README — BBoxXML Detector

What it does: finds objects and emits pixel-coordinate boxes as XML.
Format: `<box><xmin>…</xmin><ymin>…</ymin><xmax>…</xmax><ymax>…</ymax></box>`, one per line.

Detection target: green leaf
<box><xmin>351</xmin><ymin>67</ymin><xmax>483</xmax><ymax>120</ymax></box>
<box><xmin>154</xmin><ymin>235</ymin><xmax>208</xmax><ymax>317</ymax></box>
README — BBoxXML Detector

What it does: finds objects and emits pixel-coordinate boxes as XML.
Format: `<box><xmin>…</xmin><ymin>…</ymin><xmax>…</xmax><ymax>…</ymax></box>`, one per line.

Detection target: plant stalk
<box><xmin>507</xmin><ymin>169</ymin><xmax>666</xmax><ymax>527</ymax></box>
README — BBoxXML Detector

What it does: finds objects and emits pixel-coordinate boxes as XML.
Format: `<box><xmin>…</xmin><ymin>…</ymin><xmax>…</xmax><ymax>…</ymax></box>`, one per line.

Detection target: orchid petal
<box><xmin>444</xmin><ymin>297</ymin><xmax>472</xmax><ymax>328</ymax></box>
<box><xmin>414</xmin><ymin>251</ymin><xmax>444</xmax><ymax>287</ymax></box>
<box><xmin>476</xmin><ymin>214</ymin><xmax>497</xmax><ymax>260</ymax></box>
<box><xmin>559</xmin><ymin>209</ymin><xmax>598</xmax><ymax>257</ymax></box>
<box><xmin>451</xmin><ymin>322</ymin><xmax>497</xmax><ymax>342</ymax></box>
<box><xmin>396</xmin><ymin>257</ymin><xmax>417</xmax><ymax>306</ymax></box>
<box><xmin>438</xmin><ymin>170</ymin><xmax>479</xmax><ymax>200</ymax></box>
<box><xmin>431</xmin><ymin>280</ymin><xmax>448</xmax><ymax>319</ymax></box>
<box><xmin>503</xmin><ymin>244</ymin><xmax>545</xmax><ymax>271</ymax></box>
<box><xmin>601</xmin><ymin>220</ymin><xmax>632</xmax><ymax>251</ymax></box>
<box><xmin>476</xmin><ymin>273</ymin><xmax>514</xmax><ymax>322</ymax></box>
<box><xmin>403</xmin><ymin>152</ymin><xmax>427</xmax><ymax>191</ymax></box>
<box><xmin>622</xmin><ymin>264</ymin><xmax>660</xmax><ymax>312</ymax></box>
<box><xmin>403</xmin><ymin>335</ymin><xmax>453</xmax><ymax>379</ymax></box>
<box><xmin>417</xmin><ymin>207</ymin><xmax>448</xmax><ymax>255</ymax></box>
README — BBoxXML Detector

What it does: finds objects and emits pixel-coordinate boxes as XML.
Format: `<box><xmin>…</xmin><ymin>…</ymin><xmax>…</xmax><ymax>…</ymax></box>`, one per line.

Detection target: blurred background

_AIM OF THE EXERCISE:_ How many lines in the material above contain the string "target"? Reply with the number alone.

_OUTPUT:_ 4